◆ Brief
Resume the forum thread about Five Pawns making Symmetry Six a permanent juice, carrying on from the point where it stops.

# Five Pawns Symmetry Six becomes permanent



## rogue zombie (15/10/15)

Lol... well done, Five Pawns launch a "limited" juice at a higher price. Now "due to overwhelming request" it's a permanent, at the normal Five Pawns price.

Man, I need to get some of these juice folk in my marketing dept.

From the mail:


You asked, and we listened! We’ve been overwhelmed by all of the positive response to Symmetry Six, as a result, we are happy to announce Symmetry Six Is NOW A Full-time Offering!


Please make sure to visit your local authorized Five Pawns retailer to experience one of our most exciting offerings to date!

30ml bottles are available at our normal $27.50 retail price.



Sent from my SM-G920F using Tapatalk

Reactions: Like 1


----------



## Yusuf Cape Vaper (15/10/15)

Vaped a tank of this today and at first impressions, its really kak. Haven't vaped 5P or 50/50 jooses in about a year so that could be why.


----------



## rogue zombie (15/10/15)

◆ Recorded information
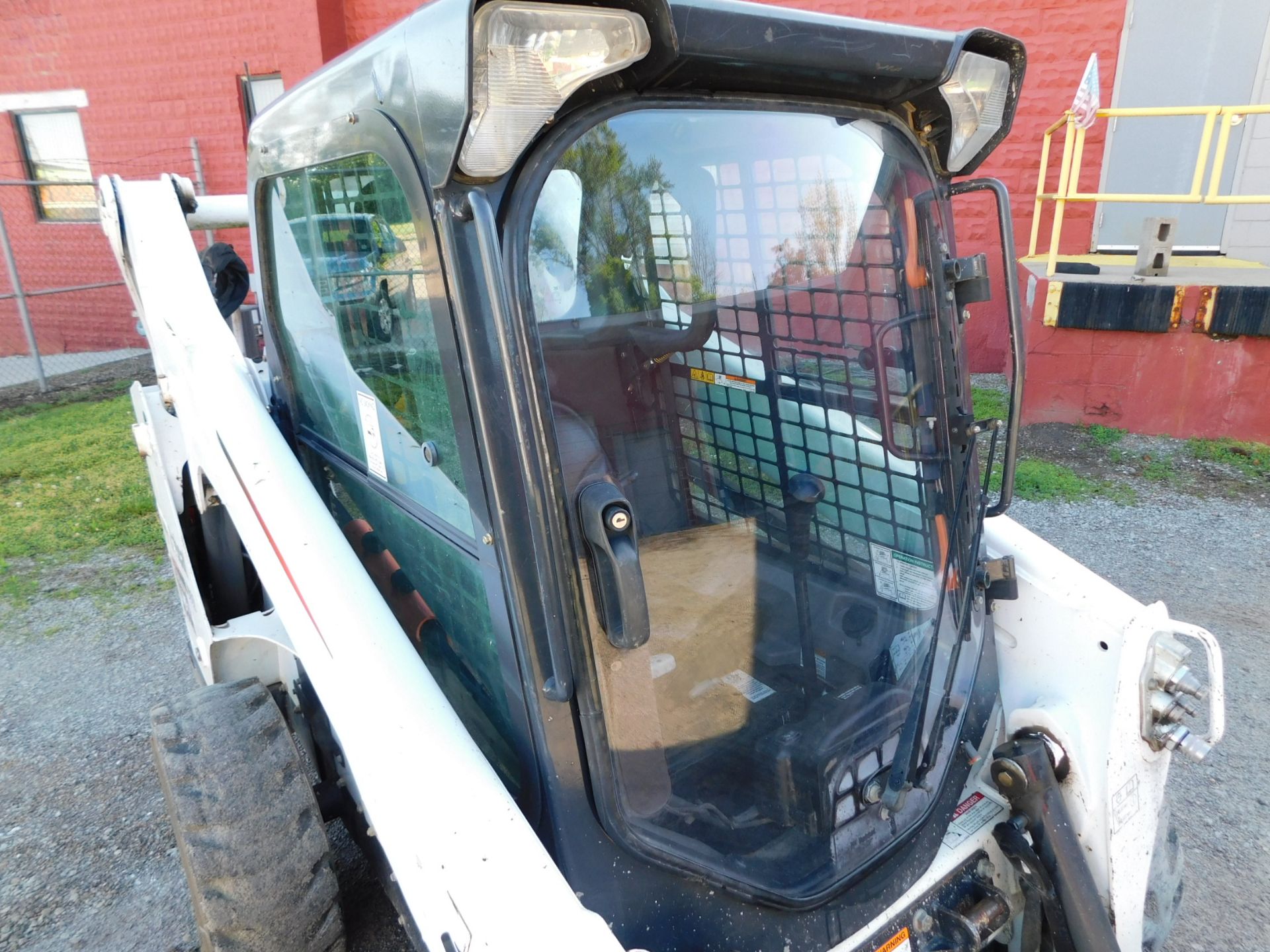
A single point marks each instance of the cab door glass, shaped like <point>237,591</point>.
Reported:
<point>738,331</point>
<point>359,290</point>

◆ Expected answer
Yusuf Cape Vaper said:


> Vaped a tank of this today and at first impressions, its really kak. Haven't vaped 5P or 50/50 jooses in about a year so that could be why.


Oh really, wow.

Ya I also haven't vaped 5P since my Nautilus days. I also don't get along with 50pg stuff, so I'm probably better off not vaping them.

Sent from my SM-G920F using Tapatalk


----------



## Silver (16/10/15)

Still vape Bowdens Mate occasionally
I find it very good.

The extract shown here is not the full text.